REQUIRED ACTION: Of the entries that follow, how many lines hold the word "reflection"? Reply with the number only.

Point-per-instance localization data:
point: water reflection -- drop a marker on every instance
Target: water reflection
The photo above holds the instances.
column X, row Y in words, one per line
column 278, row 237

RESPONSE BOX: 2